What you will do
Your output should be the entries below, exact in every detail.

Items from a dataset:

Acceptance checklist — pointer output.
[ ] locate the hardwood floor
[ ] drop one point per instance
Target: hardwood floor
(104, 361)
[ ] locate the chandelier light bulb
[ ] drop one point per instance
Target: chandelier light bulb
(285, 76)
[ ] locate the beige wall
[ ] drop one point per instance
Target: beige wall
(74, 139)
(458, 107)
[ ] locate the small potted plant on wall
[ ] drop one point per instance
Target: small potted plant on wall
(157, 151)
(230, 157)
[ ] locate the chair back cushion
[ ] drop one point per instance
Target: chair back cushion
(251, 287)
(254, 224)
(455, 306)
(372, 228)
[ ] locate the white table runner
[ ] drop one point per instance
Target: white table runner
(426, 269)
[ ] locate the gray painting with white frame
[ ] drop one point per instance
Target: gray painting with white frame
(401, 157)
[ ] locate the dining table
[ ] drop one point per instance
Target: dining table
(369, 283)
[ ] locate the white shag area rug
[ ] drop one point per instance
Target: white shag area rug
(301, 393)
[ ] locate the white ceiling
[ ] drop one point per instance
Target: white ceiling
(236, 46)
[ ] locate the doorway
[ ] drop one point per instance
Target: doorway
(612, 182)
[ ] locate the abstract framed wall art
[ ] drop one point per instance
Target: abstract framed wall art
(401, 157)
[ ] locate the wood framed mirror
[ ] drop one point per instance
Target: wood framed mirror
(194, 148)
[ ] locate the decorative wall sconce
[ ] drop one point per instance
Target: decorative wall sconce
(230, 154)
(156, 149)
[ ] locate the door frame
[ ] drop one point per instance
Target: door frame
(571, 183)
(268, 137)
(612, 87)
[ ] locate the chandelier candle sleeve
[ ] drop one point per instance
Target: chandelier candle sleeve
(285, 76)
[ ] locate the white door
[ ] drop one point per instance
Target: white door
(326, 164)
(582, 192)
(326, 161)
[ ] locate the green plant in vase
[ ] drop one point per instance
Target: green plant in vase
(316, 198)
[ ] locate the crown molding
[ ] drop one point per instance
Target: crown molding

Your solution
Acceptance checklist — pointer output.
[ ] locate the hardwood floor
[ ] drop one point per instance
Target: hardwood floor
(104, 361)
[ ] locate the chandelier light bulb
[ ] drop one point per instance
Target: chandelier light bulb
(285, 76)
[ ] locate the beige wall
[ ] drop one point per instance
Target: beige wall
(74, 139)
(458, 107)
[ ] locate the small potted plant on wall
[ ] drop one point per instance
Target: small potted plant on wall
(157, 151)
(230, 157)
[ ] locate the chair back cushion
[ ] drop one point per instance
Target: chair back cushion
(251, 287)
(254, 224)
(455, 306)
(372, 228)
[ ] locate the white table runner
[ ] drop one point per instance
Target: white table runner
(426, 269)
[ ] locate the gray painting with white frame
[ ] drop one point per instance
Target: gray painting with white frame
(401, 157)
[ ] locate the dining table
[ ] drop one point per instance
Target: dining table
(369, 283)
[ ] locate the white shag area rug
[ ] drop one point per instance
Target: white shag area rug
(301, 393)
[ ] locate the white ceiling
[ ] drop one point per instance
Target: white ceiling
(236, 46)
[ ] locate the doorway
[ ] drop one point per instance
Target: doorway
(612, 182)
[ ] locate the abstract framed wall art
[ ] drop one point per instance
Target: abstract framed wall art
(401, 157)
[ ] locate the wood framed mirror
[ ] drop one point per instance
Target: wood framed mirror
(194, 148)
[ ] locate the decorative wall sconce
[ ] drop one point per instance
Target: decorative wall sconce
(230, 154)
(156, 149)
[ ] locate the door frame
[ ] drop one point per instance
Target: door frame
(571, 183)
(268, 137)
(612, 87)
[ ] locate the chandelier candle sleeve
[ ] drop one point per instance
Target: chandelier candle sleeve
(285, 76)
[ ] locate the white door
[ ] drop one point per instance
Target: white door
(326, 164)
(582, 192)
(326, 161)
[ ] locate the green plant in vase
[ ] drop one point per instance
Target: green plant in vase
(316, 198)
[ ] locate the crown molding
[ ] drop one point per instance
Target: crown molding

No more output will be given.